▶ _ACTION ITEM_
Restate the records in full and exactly, with no images included.

[Start of section]

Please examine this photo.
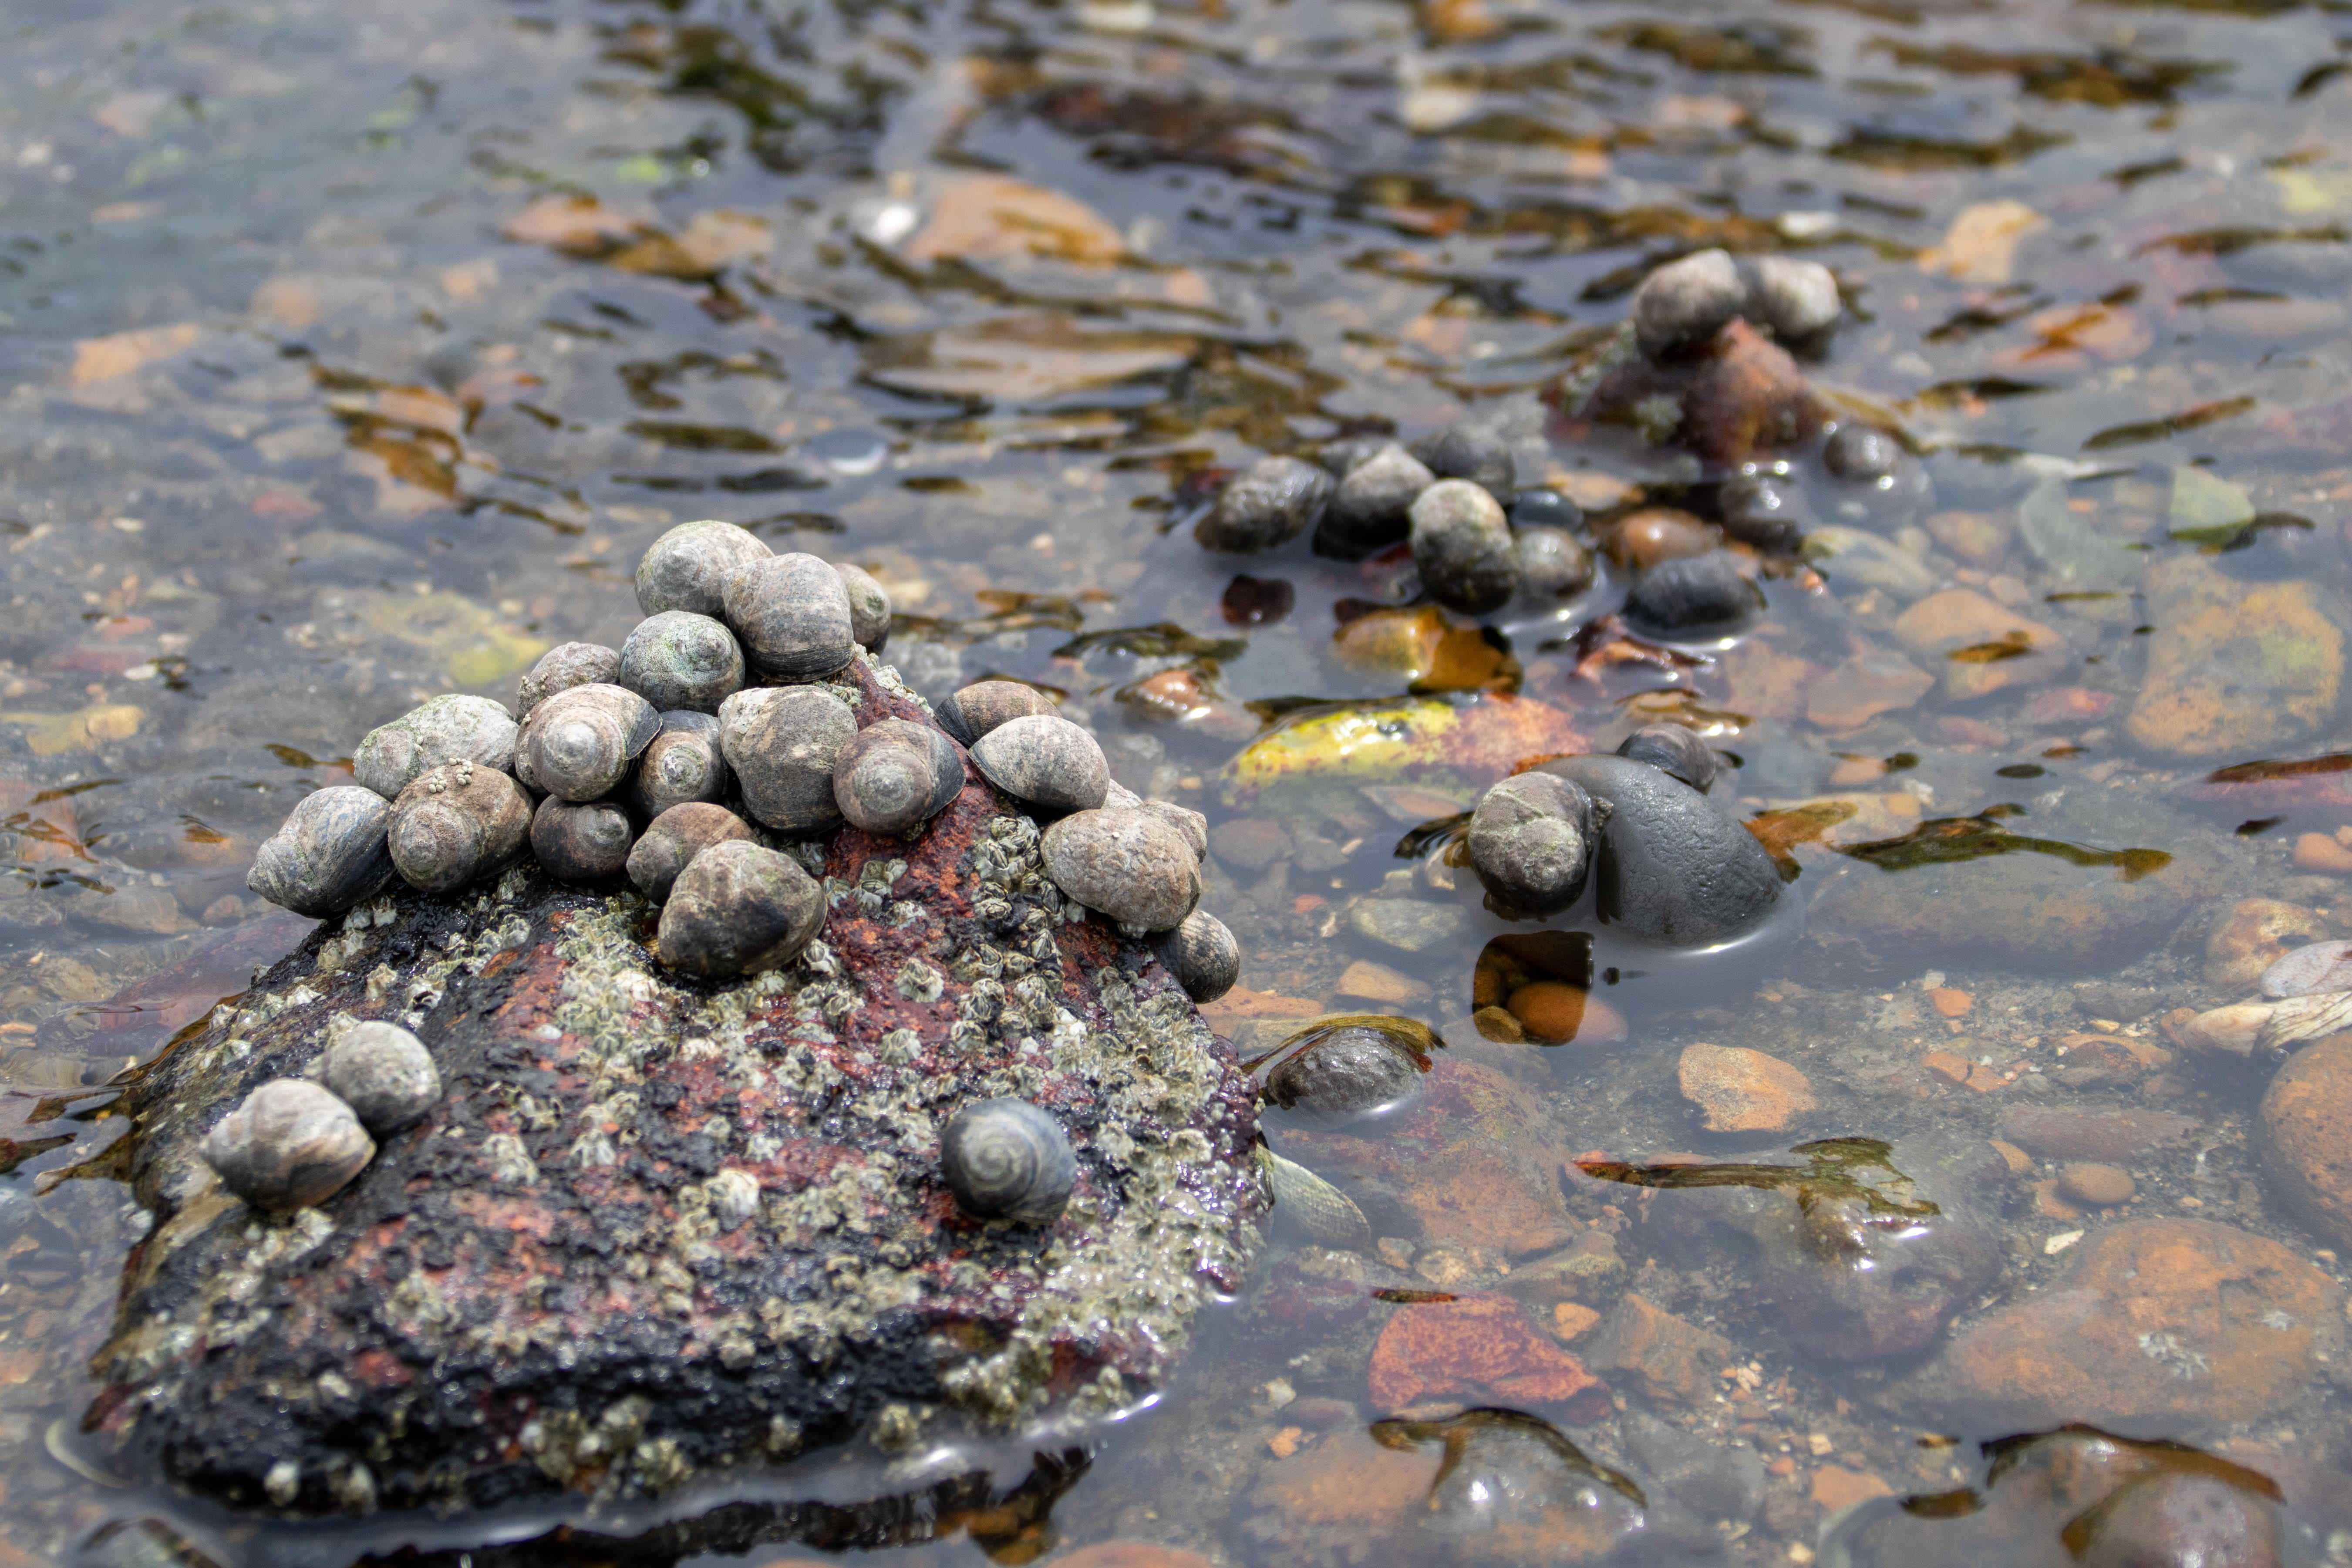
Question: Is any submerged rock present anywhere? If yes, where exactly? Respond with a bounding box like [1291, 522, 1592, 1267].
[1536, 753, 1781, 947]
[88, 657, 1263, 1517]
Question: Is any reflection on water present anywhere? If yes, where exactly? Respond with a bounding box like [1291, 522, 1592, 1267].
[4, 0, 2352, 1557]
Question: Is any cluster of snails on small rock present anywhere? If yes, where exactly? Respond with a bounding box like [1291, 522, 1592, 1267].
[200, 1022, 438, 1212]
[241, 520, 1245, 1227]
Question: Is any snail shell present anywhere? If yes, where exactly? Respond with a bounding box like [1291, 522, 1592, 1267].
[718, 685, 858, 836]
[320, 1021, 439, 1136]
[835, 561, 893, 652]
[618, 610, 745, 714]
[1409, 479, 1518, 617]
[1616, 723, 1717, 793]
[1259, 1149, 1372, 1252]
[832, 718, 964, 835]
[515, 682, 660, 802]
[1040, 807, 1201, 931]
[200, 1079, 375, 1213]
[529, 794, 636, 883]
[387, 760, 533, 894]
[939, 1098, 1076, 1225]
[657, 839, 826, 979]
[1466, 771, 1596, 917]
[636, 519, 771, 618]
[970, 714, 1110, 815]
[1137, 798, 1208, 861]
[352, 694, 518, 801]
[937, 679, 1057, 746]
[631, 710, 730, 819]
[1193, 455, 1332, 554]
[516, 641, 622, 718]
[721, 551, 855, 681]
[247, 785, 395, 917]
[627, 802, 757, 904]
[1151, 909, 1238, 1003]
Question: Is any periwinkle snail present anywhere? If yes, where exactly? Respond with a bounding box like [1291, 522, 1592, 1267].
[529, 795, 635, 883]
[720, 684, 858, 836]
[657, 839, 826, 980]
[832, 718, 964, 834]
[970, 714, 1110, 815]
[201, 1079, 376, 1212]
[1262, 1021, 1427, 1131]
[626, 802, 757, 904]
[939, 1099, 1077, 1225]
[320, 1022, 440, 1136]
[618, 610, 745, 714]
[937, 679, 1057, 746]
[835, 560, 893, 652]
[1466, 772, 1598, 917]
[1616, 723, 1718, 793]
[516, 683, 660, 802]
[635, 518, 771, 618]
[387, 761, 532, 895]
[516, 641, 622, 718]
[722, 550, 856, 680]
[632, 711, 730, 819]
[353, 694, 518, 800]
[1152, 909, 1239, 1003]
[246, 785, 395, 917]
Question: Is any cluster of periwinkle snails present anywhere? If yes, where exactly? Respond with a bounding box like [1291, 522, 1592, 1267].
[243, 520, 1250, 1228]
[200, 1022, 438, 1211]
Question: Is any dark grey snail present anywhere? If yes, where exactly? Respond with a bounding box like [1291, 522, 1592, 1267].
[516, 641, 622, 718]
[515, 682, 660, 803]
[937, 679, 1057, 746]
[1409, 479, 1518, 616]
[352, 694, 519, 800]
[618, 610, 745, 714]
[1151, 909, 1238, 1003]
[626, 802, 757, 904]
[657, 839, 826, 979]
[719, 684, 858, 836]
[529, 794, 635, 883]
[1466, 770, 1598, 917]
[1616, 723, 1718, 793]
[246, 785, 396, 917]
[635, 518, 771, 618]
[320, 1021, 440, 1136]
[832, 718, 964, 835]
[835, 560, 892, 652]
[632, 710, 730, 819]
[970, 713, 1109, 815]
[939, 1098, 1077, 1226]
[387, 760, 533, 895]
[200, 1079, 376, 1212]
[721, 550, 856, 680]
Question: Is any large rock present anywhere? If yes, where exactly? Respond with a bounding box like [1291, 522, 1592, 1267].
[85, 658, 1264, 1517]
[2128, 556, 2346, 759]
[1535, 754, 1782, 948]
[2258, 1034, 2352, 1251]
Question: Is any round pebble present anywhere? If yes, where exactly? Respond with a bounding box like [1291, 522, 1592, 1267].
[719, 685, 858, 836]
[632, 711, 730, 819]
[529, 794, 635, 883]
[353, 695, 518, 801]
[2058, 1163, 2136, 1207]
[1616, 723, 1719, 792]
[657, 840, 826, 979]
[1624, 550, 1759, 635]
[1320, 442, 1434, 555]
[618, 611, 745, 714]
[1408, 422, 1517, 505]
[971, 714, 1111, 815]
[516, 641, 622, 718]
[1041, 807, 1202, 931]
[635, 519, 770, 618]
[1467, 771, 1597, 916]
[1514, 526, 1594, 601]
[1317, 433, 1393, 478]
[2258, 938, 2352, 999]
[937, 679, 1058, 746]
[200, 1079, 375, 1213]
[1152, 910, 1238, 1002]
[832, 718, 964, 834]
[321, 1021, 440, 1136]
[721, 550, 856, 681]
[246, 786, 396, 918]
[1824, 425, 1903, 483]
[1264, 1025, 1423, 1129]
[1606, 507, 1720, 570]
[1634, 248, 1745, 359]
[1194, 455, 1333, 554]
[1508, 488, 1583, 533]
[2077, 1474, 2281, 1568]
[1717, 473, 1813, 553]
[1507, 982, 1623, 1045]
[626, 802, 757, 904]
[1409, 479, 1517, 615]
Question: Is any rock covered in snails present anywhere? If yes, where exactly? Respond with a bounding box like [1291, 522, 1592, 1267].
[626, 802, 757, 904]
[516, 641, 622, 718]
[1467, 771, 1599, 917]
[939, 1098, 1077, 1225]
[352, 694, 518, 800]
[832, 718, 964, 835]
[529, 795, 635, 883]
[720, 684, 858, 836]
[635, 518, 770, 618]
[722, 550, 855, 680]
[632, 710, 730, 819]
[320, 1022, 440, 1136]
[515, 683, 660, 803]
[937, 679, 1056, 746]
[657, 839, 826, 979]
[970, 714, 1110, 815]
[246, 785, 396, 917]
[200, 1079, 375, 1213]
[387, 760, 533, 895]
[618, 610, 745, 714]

[End of section]

▶ _SOLUTION TO THIS TASK_
Please examine this photo.
Question: Is any submerged rock present anywhere? If yes, where exactly? Respond with a bounding box like [1291, 522, 1592, 1267].
[1536, 753, 1781, 947]
[88, 657, 1263, 1517]
Question: Is any reflection on water present anywhere? If yes, where exactly? Respond with a bounding box like [1291, 522, 1592, 1267].
[4, 0, 2352, 1557]
Question: Is any cluster of snails on small rock present anywhere? If yes, where exactly? Respond with a bounding box like [1291, 522, 1592, 1267].
[200, 1022, 438, 1212]
[241, 520, 1245, 1227]
Question: Is any snail shell present anywhere? If yes, where exactly? Respond with a bounding box like [1291, 522, 1592, 1267].
[718, 685, 858, 836]
[320, 1021, 439, 1136]
[835, 561, 893, 652]
[618, 610, 745, 714]
[1409, 479, 1518, 617]
[1616, 723, 1717, 793]
[1259, 1149, 1372, 1252]
[832, 718, 964, 835]
[515, 682, 660, 802]
[1040, 807, 1201, 931]
[200, 1079, 375, 1213]
[529, 794, 636, 883]
[387, 760, 533, 894]
[939, 1098, 1076, 1225]
[657, 839, 826, 979]
[1466, 771, 1596, 917]
[636, 519, 771, 618]
[970, 714, 1110, 815]
[1137, 798, 1208, 861]
[352, 694, 518, 801]
[937, 679, 1057, 746]
[631, 710, 730, 819]
[1193, 455, 1332, 554]
[516, 641, 622, 718]
[721, 551, 855, 681]
[247, 785, 395, 917]
[627, 802, 757, 904]
[1151, 909, 1238, 1003]
Question: Is any periwinkle snail present anywhere? If yes, where exactly? Respond with a bounding box like [1291, 522, 1592, 1267].
[529, 795, 635, 883]
[720, 684, 858, 836]
[657, 839, 826, 980]
[832, 718, 964, 834]
[970, 714, 1110, 815]
[201, 1079, 376, 1212]
[1262, 1021, 1427, 1131]
[626, 802, 757, 904]
[939, 1099, 1077, 1225]
[320, 1022, 440, 1136]
[618, 610, 745, 714]
[937, 679, 1057, 746]
[835, 560, 893, 652]
[1466, 772, 1598, 917]
[1616, 723, 1718, 793]
[516, 683, 660, 802]
[635, 518, 771, 618]
[387, 761, 532, 895]
[516, 641, 622, 718]
[722, 550, 856, 680]
[632, 711, 730, 819]
[353, 694, 518, 800]
[1152, 909, 1239, 1003]
[246, 785, 395, 917]
Question: Is any cluster of periwinkle snails present anywhere? If yes, where exactly? Respond with a bounding box like [1291, 522, 1592, 1267].
[243, 520, 1250, 1228]
[200, 1022, 438, 1211]
Question: Is any dark grey snail present anywhere? If yes, where exactly? Respond with a bounding box like [1291, 522, 1592, 1267].
[516, 641, 622, 718]
[515, 682, 660, 803]
[937, 679, 1057, 746]
[1409, 479, 1518, 616]
[352, 694, 519, 800]
[618, 610, 745, 714]
[1151, 909, 1238, 1003]
[626, 802, 757, 904]
[657, 839, 826, 979]
[719, 684, 858, 836]
[529, 794, 635, 883]
[1466, 770, 1598, 917]
[1616, 723, 1718, 793]
[246, 785, 396, 917]
[635, 518, 771, 618]
[320, 1021, 440, 1136]
[832, 718, 964, 835]
[835, 560, 892, 652]
[632, 710, 730, 819]
[970, 713, 1109, 815]
[939, 1098, 1077, 1226]
[387, 760, 533, 895]
[200, 1079, 376, 1212]
[721, 550, 856, 680]
Question: Is any large rock present anywhere? If yes, where exactly? Respond with a bounding box like [1291, 522, 1592, 1267].
[85, 658, 1264, 1517]
[2128, 556, 2346, 759]
[1535, 754, 1782, 948]
[2258, 1034, 2352, 1251]
Question: Is any round pebble present anywhere? If yes, where exactly? Respond with a bounding box like [1291, 522, 1592, 1267].
[719, 685, 858, 836]
[632, 711, 730, 819]
[529, 794, 635, 883]
[353, 695, 518, 801]
[2058, 1163, 2136, 1207]
[1616, 723, 1719, 792]
[657, 840, 826, 979]
[1624, 550, 1759, 635]
[1320, 442, 1434, 555]
[618, 611, 745, 714]
[1408, 422, 1517, 505]
[971, 714, 1111, 815]
[516, 641, 622, 718]
[1041, 807, 1202, 931]
[635, 519, 770, 618]
[1467, 771, 1597, 916]
[1514, 526, 1594, 601]
[1317, 433, 1393, 478]
[2258, 938, 2352, 999]
[937, 679, 1058, 746]
[200, 1079, 375, 1213]
[1152, 910, 1238, 1002]
[832, 718, 964, 834]
[321, 1021, 440, 1136]
[721, 550, 856, 681]
[246, 786, 396, 918]
[1824, 425, 1903, 483]
[1264, 1025, 1423, 1129]
[1606, 507, 1720, 570]
[1634, 248, 1745, 359]
[1194, 455, 1333, 554]
[1508, 488, 1583, 533]
[2077, 1474, 2281, 1568]
[1717, 473, 1813, 553]
[1507, 982, 1623, 1045]
[626, 802, 757, 904]
[1409, 479, 1517, 615]
Question: Is any rock covered in snails present anywhere? If yes, where exactly? Respond with a bounding box like [1291, 522, 1592, 1267].
[626, 802, 757, 904]
[516, 641, 622, 718]
[1467, 771, 1599, 917]
[939, 1098, 1077, 1225]
[352, 694, 518, 800]
[832, 718, 964, 835]
[529, 795, 635, 883]
[720, 684, 858, 836]
[635, 518, 770, 618]
[722, 550, 855, 680]
[632, 710, 730, 819]
[320, 1022, 440, 1136]
[515, 683, 660, 803]
[937, 679, 1056, 746]
[657, 839, 826, 979]
[970, 714, 1110, 815]
[246, 785, 396, 917]
[200, 1079, 375, 1213]
[387, 760, 533, 895]
[618, 610, 745, 714]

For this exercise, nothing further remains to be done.